(Items for bounding box labeling)
--- START ---

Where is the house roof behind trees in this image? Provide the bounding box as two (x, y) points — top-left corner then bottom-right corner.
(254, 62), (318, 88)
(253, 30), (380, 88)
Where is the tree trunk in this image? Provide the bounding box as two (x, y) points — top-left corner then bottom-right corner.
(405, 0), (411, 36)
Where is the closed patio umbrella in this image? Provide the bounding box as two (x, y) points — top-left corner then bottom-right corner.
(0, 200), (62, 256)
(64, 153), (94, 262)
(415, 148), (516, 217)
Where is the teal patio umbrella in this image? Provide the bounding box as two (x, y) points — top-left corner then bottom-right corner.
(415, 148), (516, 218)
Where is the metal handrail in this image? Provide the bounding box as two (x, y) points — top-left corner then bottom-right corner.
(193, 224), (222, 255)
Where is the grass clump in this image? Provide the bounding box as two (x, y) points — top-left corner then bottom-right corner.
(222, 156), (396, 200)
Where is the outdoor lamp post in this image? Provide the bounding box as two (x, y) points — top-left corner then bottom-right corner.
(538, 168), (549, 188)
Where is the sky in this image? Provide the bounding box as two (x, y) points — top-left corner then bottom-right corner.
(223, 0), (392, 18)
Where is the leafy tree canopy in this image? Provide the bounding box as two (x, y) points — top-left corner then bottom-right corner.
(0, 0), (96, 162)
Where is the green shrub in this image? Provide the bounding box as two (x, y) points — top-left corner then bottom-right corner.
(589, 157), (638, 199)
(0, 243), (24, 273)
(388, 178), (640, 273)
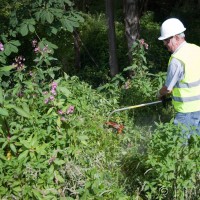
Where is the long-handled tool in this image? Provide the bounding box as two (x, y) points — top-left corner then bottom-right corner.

--- END ---

Render the lines from the one containing "Where is the leafy" through the last line of the items as a JSON list of strings, one per line. Skip blank lines and leave out the pictures.

[
  "Where is the leafy tree canopy in this image? Provide the bounding box as two (x, y) points — top-left corner then bottom-right corner.",
  "(0, 0), (96, 162)",
  "Where is the green shrub in this image? Provide the bounding box as two (x, y) points — top-left corner then bottom-right corner.",
  "(589, 157), (638, 199)",
  "(0, 243), (24, 273)",
  "(388, 178), (640, 273)",
  "Where is the long-handled tool in this image? Provide the bounding box as two (x, y) points — top-left corner then bottom-right corner."
]